Brief
Keep the pictures out. Restate the entries below word for word.

- - -

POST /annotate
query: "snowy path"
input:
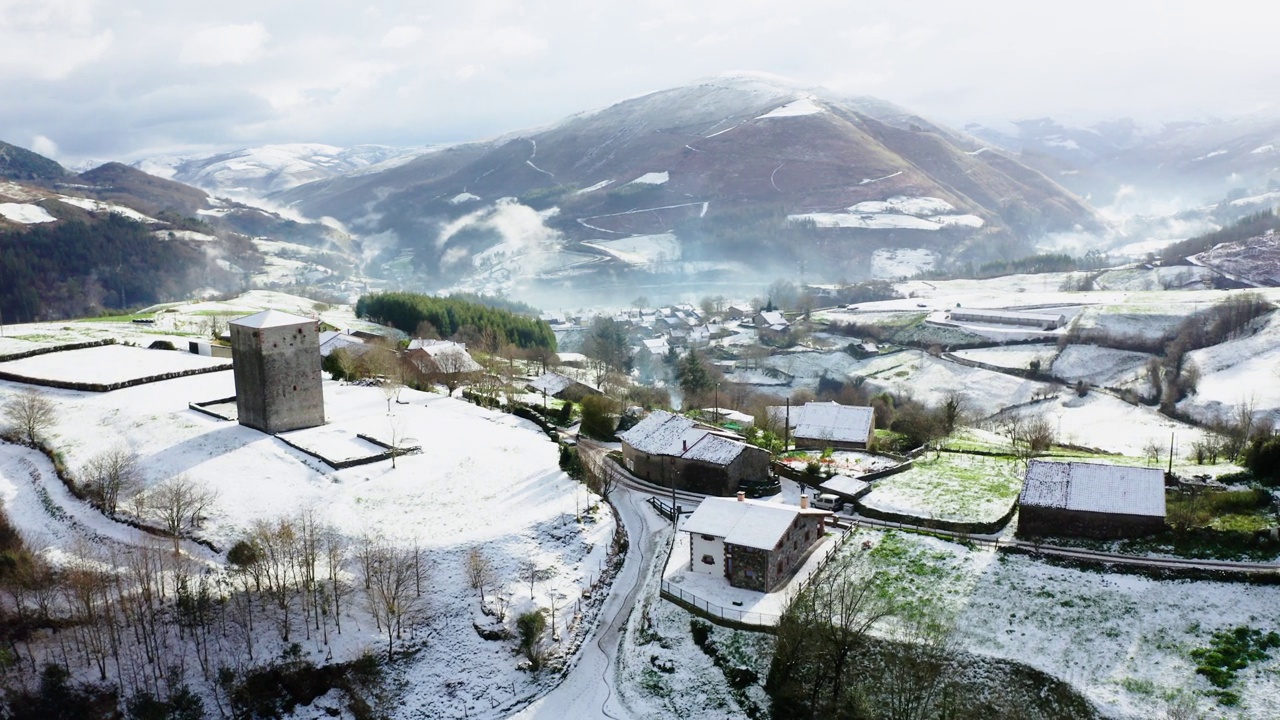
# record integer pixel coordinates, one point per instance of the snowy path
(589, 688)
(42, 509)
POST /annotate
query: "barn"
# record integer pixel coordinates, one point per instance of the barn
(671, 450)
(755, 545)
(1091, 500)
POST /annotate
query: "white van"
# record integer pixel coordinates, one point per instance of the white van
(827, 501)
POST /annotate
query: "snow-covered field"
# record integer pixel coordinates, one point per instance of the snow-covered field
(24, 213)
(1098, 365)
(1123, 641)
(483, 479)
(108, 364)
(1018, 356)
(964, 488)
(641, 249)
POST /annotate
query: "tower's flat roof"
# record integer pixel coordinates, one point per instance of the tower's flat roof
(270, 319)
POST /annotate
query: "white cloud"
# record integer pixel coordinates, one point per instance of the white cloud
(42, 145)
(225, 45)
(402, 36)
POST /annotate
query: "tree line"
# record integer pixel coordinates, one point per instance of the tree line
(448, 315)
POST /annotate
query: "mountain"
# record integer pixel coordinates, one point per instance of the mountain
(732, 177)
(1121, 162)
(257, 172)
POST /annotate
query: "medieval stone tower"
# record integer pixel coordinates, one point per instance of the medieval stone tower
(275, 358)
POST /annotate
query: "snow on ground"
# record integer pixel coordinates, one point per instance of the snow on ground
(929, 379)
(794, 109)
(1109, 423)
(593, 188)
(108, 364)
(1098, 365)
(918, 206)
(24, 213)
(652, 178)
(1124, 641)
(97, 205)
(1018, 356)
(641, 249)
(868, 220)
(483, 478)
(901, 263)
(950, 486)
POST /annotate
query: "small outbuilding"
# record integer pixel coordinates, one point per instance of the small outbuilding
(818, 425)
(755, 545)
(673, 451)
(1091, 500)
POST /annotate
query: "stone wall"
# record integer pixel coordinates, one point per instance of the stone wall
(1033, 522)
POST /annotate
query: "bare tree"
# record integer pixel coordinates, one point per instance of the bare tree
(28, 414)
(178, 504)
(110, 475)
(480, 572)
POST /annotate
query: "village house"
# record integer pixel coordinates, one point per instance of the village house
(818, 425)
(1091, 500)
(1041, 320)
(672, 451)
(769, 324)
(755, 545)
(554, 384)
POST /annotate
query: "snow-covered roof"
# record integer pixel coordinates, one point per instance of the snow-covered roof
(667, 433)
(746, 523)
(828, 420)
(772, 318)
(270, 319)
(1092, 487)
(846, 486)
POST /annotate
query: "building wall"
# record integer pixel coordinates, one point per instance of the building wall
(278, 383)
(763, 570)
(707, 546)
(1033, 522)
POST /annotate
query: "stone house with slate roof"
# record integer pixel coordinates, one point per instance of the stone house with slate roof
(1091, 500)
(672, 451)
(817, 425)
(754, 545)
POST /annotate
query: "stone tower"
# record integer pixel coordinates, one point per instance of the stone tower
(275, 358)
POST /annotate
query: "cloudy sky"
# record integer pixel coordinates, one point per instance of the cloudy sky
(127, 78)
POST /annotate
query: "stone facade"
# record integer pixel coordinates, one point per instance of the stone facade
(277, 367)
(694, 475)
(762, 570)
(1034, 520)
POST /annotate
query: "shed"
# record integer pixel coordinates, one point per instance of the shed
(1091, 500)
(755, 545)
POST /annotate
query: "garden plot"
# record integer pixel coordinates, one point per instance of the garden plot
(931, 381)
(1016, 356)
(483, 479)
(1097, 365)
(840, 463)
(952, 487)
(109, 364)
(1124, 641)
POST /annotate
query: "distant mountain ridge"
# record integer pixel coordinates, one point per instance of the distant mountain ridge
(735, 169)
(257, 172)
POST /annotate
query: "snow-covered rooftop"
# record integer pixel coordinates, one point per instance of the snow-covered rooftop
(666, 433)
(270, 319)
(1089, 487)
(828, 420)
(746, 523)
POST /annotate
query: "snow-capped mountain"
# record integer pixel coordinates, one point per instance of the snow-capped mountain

- - -

Reply
POST /annotate
query: "snowy path"
input:
# record integer pixel coordinates, one point per instance of the snowy path
(589, 688)
(42, 509)
POST /annotate
query: "barn"
# record integer pixel coordinates, one point per instance of the barn
(671, 450)
(755, 545)
(1091, 500)
POST /annotate
query: "white van"
# record integer pixel coordinates, one point per instance of the white van
(827, 501)
POST /annotate
query: "snow-covered field"
# record integer pixel coordinates, one point per instance of the snow-covered field
(24, 213)
(1098, 365)
(1123, 641)
(483, 479)
(108, 364)
(1018, 356)
(964, 488)
(641, 249)
POST /annotate
query: "tower's flat roof"
# record integer pixel coordinates, one point per instance of the tower's flat roof
(270, 319)
POST /annotate
query: "white cloud"
# record integer pixel coordinates, one point per instance of the white cloud
(42, 145)
(225, 45)
(402, 36)
POST /annotate
query: "tree line"
# record integer pixel coordinates, one point per instance of the tree line
(448, 315)
POST /annotate
query: "mountain"
# record integer pixel coordinates, one point per instance of the mountain
(732, 177)
(1121, 162)
(257, 172)
POST /annotate
query: "medieval stone tower"
# record integer pixel coordinates, one point per instance of the medieval stone tower
(275, 358)
POST /annotate
query: "snow on ground"
# record integer pixel coordinates, one point per instance of the snow on ground
(929, 379)
(794, 109)
(1109, 423)
(593, 188)
(108, 364)
(1098, 365)
(918, 206)
(24, 213)
(652, 178)
(1124, 641)
(97, 205)
(1018, 356)
(641, 249)
(868, 220)
(483, 478)
(901, 263)
(950, 486)
POST /annotate
query: "small outbuilding"
# record integer pixel coordinates, one point per instance of the small outbuilding
(818, 425)
(755, 545)
(673, 451)
(1091, 500)
POST /annotate
query: "stone wall"
# record integer pixel coordinates, one point per instance of the stone wall
(1033, 522)
POST /annotate
query: "bare tree"
# record integer pixel coordinates, one point per instance of the bare tree
(28, 414)
(178, 504)
(110, 475)
(480, 572)
POST /annotate
query: "village house"
# record integer pixel coordinates, one point per instance of the village house
(818, 425)
(1091, 500)
(1041, 320)
(672, 451)
(769, 324)
(755, 545)
(554, 384)
POST /annotate
query: "snow-covered roof"
# record integer pixel coordinates, one point per instance of the snow-covered roof
(667, 433)
(746, 523)
(828, 420)
(772, 318)
(270, 319)
(1092, 487)
(846, 486)
POST /annotate
query: "building wall"
# record integer pixel coordinates, one point per instance of the building wall
(278, 383)
(763, 570)
(707, 546)
(1033, 522)
POST /annotate
query: "stone house with slate roof"
# record integer pixel coordinates, one point per instance of the stone house with slate roof
(1091, 500)
(672, 451)
(817, 425)
(754, 545)
POST /annotate
query: "stone tower"
# record integer pixel coordinates, one point per instance of the stone tower
(275, 358)
POST /annotate
query: "cloudy sky"
# record integer pixel coordinates, one point per instance of the cloudy sky
(127, 78)
POST /annotate
query: "stone facade"
# record integer pixel coordinates, one point per instance of the stone facade
(277, 367)
(694, 475)
(762, 570)
(1034, 520)
POST /annotate
query: "shed"
# record integer pixel coordinates, one point per instance of the shed
(1091, 500)
(755, 545)
POST /annotate
query: "garden plot"
# record integer pixel coordinates, one point per instance of the garden plot
(931, 381)
(1016, 356)
(483, 479)
(1097, 365)
(840, 463)
(952, 487)
(109, 364)
(1124, 641)
POST /annotate
query: "distant mountain ridge"
# record integer pixel coordinates, one point per instance of the distant mountain ridge
(735, 169)
(257, 172)
POST /annotate
query: "snow-covered rooftop"
# record integer pixel coordinates, one point per instance of the snow-covered rooftop
(666, 433)
(270, 319)
(1089, 487)
(828, 420)
(746, 523)
POST /annotate
query: "snow-capped mountain"
# record integer pixel coordinates, one point per instance of the snow-capped mountain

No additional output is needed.